*What you have to do*: Render the material from the line containing "Trace the outline of every instance of the green" up to and including the line containing "94 321 L 80" as a numbered list, omitting any blank lines.

*The data*:
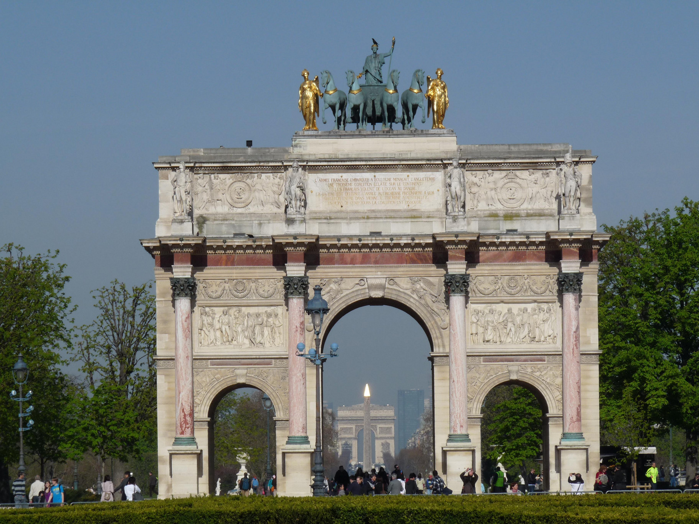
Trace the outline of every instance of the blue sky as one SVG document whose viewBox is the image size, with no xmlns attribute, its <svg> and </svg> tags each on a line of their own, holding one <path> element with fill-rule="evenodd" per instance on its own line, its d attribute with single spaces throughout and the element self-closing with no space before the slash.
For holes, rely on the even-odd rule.
<svg viewBox="0 0 699 524">
<path fill-rule="evenodd" d="M 301 71 L 343 85 L 372 38 L 385 51 L 394 36 L 400 89 L 444 70 L 459 143 L 592 150 L 600 224 L 671 208 L 698 198 L 698 15 L 696 2 L 3 2 L 0 244 L 59 249 L 88 321 L 91 289 L 152 277 L 138 239 L 154 235 L 158 155 L 289 146 Z M 377 317 L 361 312 L 353 323 Z M 391 351 L 421 358 L 420 345 Z M 354 384 L 341 389 L 361 400 Z"/>
</svg>

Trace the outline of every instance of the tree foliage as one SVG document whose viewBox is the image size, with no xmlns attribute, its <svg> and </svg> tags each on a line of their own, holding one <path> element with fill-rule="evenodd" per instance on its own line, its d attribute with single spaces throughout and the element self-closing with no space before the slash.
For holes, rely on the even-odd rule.
<svg viewBox="0 0 699 524">
<path fill-rule="evenodd" d="M 531 391 L 519 386 L 500 386 L 491 393 L 497 403 L 489 405 L 486 399 L 483 442 L 488 447 L 484 456 L 495 463 L 501 463 L 508 471 L 516 470 L 526 476 L 534 459 L 541 454 L 543 444 L 539 401 Z"/>
<path fill-rule="evenodd" d="M 71 315 L 65 293 L 70 277 L 56 262 L 58 252 L 27 255 L 13 244 L 2 247 L 0 258 L 0 391 L 15 388 L 12 367 L 22 354 L 29 368 L 25 391 L 33 391 L 34 427 L 27 432 L 25 452 L 41 460 L 64 457 L 55 446 L 62 402 L 66 400 L 59 351 L 71 347 Z M 19 456 L 17 402 L 7 396 L 0 402 L 0 498 L 7 500 L 8 465 Z M 58 432 L 57 433 L 57 431 Z"/>
<path fill-rule="evenodd" d="M 85 383 L 69 432 L 73 449 L 103 463 L 126 460 L 156 446 L 155 299 L 151 284 L 117 280 L 95 292 L 94 321 L 73 350 Z"/>
<path fill-rule="evenodd" d="M 650 443 L 670 424 L 699 439 L 699 203 L 630 217 L 600 254 L 603 436 Z M 622 438 L 621 440 L 624 439 Z M 619 441 L 621 442 L 621 441 Z"/>
</svg>

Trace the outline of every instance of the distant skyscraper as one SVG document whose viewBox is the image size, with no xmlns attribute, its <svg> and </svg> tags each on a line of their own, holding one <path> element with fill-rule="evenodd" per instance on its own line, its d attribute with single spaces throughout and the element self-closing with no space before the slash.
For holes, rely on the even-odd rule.
<svg viewBox="0 0 699 524">
<path fill-rule="evenodd" d="M 408 441 L 420 428 L 420 419 L 425 411 L 425 392 L 421 389 L 399 389 L 398 391 L 398 439 L 396 451 L 404 449 Z"/>
</svg>

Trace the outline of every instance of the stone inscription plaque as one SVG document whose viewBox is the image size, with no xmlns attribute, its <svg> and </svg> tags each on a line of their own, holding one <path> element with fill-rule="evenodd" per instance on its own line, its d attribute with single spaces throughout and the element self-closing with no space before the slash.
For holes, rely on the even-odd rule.
<svg viewBox="0 0 699 524">
<path fill-rule="evenodd" d="M 308 180 L 314 211 L 439 210 L 440 173 L 319 174 Z"/>
</svg>

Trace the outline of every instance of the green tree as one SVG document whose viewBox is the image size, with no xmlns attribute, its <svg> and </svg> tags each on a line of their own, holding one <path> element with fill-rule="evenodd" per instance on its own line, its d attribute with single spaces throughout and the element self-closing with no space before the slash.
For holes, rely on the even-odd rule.
<svg viewBox="0 0 699 524">
<path fill-rule="evenodd" d="M 155 299 L 151 284 L 117 280 L 95 292 L 94 321 L 80 328 L 72 351 L 85 384 L 69 435 L 94 453 L 101 477 L 108 457 L 126 460 L 157 446 Z M 98 479 L 99 480 L 99 479 Z"/>
<path fill-rule="evenodd" d="M 34 447 L 43 463 L 60 460 L 64 457 L 57 449 L 40 449 L 35 437 L 55 442 L 60 402 L 66 400 L 59 351 L 71 346 L 75 307 L 64 292 L 70 277 L 66 265 L 56 262 L 57 251 L 30 256 L 21 247 L 7 244 L 1 252 L 6 254 L 0 258 L 0 391 L 15 388 L 12 367 L 21 354 L 29 367 L 25 387 L 34 392 L 32 418 L 37 423 L 25 433 L 27 451 Z M 19 454 L 17 407 L 8 398 L 0 402 L 0 500 L 6 502 L 10 499 L 9 465 Z"/>
<path fill-rule="evenodd" d="M 612 237 L 599 259 L 603 436 L 614 443 L 626 432 L 630 444 L 645 446 L 672 424 L 685 432 L 691 470 L 699 439 L 699 203 L 685 198 L 674 213 L 604 229 Z"/>
<path fill-rule="evenodd" d="M 500 462 L 508 472 L 516 470 L 526 477 L 533 460 L 541 454 L 543 444 L 541 431 L 542 411 L 536 397 L 519 386 L 500 386 L 494 398 L 498 401 L 484 409 L 488 446 L 484 456 L 495 463 Z M 489 395 L 489 396 L 490 396 Z M 510 473 L 508 478 L 514 475 Z M 514 477 L 516 478 L 516 477 Z"/>
</svg>

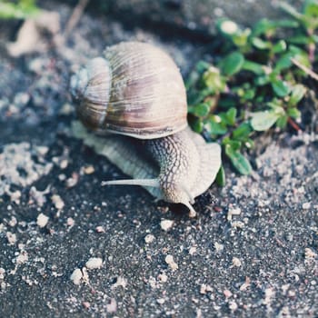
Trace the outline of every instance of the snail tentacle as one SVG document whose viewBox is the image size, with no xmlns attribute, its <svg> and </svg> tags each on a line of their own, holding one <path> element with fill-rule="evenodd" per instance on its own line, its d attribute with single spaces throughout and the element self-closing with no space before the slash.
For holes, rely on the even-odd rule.
<svg viewBox="0 0 318 318">
<path fill-rule="evenodd" d="M 109 180 L 109 181 L 103 181 L 102 185 L 142 185 L 142 186 L 153 186 L 154 188 L 160 187 L 158 179 Z"/>
</svg>

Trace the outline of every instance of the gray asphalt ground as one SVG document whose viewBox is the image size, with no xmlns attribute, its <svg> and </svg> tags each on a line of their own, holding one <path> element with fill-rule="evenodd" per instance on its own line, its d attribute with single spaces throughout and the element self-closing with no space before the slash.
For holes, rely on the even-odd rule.
<svg viewBox="0 0 318 318">
<path fill-rule="evenodd" d="M 65 25 L 70 7 L 41 5 Z M 20 26 L 0 25 L 0 317 L 318 315 L 315 133 L 259 138 L 253 175 L 226 164 L 194 219 L 142 188 L 101 187 L 122 174 L 71 136 L 70 74 L 134 39 L 185 75 L 205 44 L 85 14 L 65 45 L 13 58 Z"/>
</svg>

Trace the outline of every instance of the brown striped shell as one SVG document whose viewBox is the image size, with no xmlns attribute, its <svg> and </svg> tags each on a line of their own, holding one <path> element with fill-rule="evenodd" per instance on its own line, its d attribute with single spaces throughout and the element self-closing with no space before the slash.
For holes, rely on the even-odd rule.
<svg viewBox="0 0 318 318">
<path fill-rule="evenodd" d="M 173 59 L 149 44 L 123 42 L 71 79 L 77 114 L 88 127 L 140 139 L 186 127 L 186 94 Z"/>
</svg>

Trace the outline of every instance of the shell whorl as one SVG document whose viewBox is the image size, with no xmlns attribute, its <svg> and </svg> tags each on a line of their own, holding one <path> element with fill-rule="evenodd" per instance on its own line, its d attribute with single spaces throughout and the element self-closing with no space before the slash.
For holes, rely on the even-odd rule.
<svg viewBox="0 0 318 318">
<path fill-rule="evenodd" d="M 112 71 L 106 59 L 95 57 L 71 78 L 71 94 L 77 101 L 76 112 L 89 128 L 98 130 L 109 104 Z"/>
<path fill-rule="evenodd" d="M 80 119 L 99 132 L 153 139 L 187 125 L 180 71 L 166 53 L 149 44 L 107 47 L 103 58 L 75 75 L 71 86 Z"/>
</svg>

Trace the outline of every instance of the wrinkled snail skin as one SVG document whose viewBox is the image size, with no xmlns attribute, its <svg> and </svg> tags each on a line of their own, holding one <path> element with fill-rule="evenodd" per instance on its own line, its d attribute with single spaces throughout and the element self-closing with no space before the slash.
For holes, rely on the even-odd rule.
<svg viewBox="0 0 318 318">
<path fill-rule="evenodd" d="M 148 140 L 145 145 L 160 166 L 158 179 L 164 199 L 171 203 L 194 203 L 191 190 L 195 185 L 200 157 L 187 132 Z"/>
<path fill-rule="evenodd" d="M 105 142 L 107 157 L 136 179 L 104 184 L 159 189 L 150 192 L 158 199 L 184 204 L 194 214 L 194 197 L 214 182 L 221 153 L 217 144 L 206 144 L 188 127 L 184 84 L 169 55 L 143 43 L 110 46 L 103 57 L 92 59 L 72 77 L 71 93 L 85 126 L 124 134 Z M 143 152 L 134 144 L 158 169 L 140 172 Z"/>
</svg>

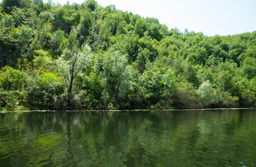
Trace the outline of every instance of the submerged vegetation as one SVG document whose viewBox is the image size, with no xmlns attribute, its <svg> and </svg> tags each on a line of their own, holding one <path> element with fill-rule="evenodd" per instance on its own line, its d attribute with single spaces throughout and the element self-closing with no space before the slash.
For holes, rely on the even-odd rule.
<svg viewBox="0 0 256 167">
<path fill-rule="evenodd" d="M 181 33 L 94 0 L 0 11 L 0 109 L 256 105 L 256 31 Z"/>
</svg>

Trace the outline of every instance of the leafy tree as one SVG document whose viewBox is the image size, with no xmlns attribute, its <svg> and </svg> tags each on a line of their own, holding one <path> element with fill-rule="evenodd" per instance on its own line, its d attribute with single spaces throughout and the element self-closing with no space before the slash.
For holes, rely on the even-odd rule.
<svg viewBox="0 0 256 167">
<path fill-rule="evenodd" d="M 132 86 L 126 56 L 117 51 L 106 55 L 103 69 L 106 88 L 105 98 L 110 102 L 117 103 L 112 104 L 121 105 L 121 100 L 126 97 Z"/>
<path fill-rule="evenodd" d="M 213 100 L 213 87 L 209 80 L 202 83 L 198 88 L 198 93 L 200 95 L 201 102 L 203 107 L 207 106 Z"/>
<path fill-rule="evenodd" d="M 68 88 L 68 102 L 70 102 L 74 80 L 91 61 L 90 48 L 87 45 L 80 49 L 76 34 L 71 31 L 69 44 L 57 63 L 61 77 Z"/>
</svg>

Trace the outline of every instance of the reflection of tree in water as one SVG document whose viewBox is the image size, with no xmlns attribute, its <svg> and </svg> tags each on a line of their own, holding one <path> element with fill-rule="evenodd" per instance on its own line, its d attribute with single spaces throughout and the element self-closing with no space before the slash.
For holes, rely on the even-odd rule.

*Exercise response*:
1. Trace the outline of every instance of the green tree as one SVG document whose viewBox is the image size, with no xmlns attribute, its <svg> and </svg> tags each on a line of their own, holding one <path> element with fill-rule="evenodd" per instance on its own line, its d attribute with single spaces throughout and the element self-closing with no space before the slash.
2. For holes, rely on the even-odd rule.
3. <svg viewBox="0 0 699 524">
4. <path fill-rule="evenodd" d="M 155 299 L 151 284 L 117 280 L 95 292 L 94 321 L 80 328 L 72 351 L 85 384 L 69 435 L 94 453 L 101 477 L 108 457 L 126 460 L 157 446 Z M 98 479 L 99 480 L 99 479 Z"/>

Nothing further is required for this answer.